Text excerpt:
__________

Community Management on Twitter is all about the people we are following, those following us, and the people who are talking about us and our business with whom we are not yet connected.




First Impressions Count!

1.  Twitter avatar/picture: Invest in a professional photo of yourself or your team. Then combine your logo with the picture. Unprofessional photos can do your online brand a lot of damage. People are also less likely to trust, follow or engage with logos.

2.  Make good use of your Twitter bio. Avoid repeating your name or website twice; use a combination of your name and business name. Use specific keywords in your bio so people can find you when carrying out a search.

3.  Brand your Twitter background. Add your contact details and relevant information so people don’t have to go looking for your details. Avoid making your background too noisy, chose a plain colour and add images and test the page.

4.  Your website address. If you are in a business of many, make sure you create a special landing page that gives your followers very clear instructions on who to contact if they have any questions.

5.  Your location: I always start small Brighton, Sussex, London, UK

6.  Remember your online credibility, stop following people from every location on the planet. People are becoming more savvy with Twitter and will be checking to see who you are building your community with! If you are following everyone it’s going to look as if you don’t really know what you are doing and maybe less likely to engage with you. 

Your business voice on Twitter

7.  Be consistent. Add into your Twitter policy/strategy that you will respond to all Tweets no later than 24 hours or the same day.

8.  Make your Tweets Clear. Don’t stuff your Tweets with #Hashtags. Depending on the platform people are using they can break the Tweet up which makes them much harder to read.

9.  Sharing your Links. Make sure your links have been shortened and are placed in the middle of the Tweet followed by the #Hashtags

10.  Avoid putting people into groups. People can get upset when other people are constantly mentioned and they feel left out. Send a DM {Direct Message}, pick up the phone or send an individual Tweet. I always think it is best to deal with one person at a time. They will feel much more valued.

11.  Use plain English. Avoid using jargon unless you are looking to attract a particular market.

12.  Identify your own unique #Hashtag. When I consider a Tweet to be of importance for my followers I use the #Hashtag #Twitter4Biz at the end of the Tweet.

__________

Data records:
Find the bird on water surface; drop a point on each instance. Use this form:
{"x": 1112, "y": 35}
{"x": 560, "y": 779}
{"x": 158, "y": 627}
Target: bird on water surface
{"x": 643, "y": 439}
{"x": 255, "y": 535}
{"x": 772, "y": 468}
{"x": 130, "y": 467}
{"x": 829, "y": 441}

__________

What the exercise asks:
Reproduce the passage of the Twitter community management text between "4.  Your website" and "the same day.", inclusive.

The answer:
4.  Your website address. If you are in a business of many, make sure you create a special landing page that gives your followers very clear instructions on who to contact if they have any questions.

5.  Your location: I always start small Brighton, Sussex, London, UK

6.  Remember your online credibility, stop following people from every location on the planet. People are becoming more savvy with Twitter and will be checking to see who you are building your community with! If you are following everyone it’s going to look as if you don’t really know what you are doing and maybe less likely to engage with you. 

Your business voice on Twitter

7.  Be consistent. Add into your Twitter policy/strategy that you will respond to all Tweets no later than 24 hours or the same day.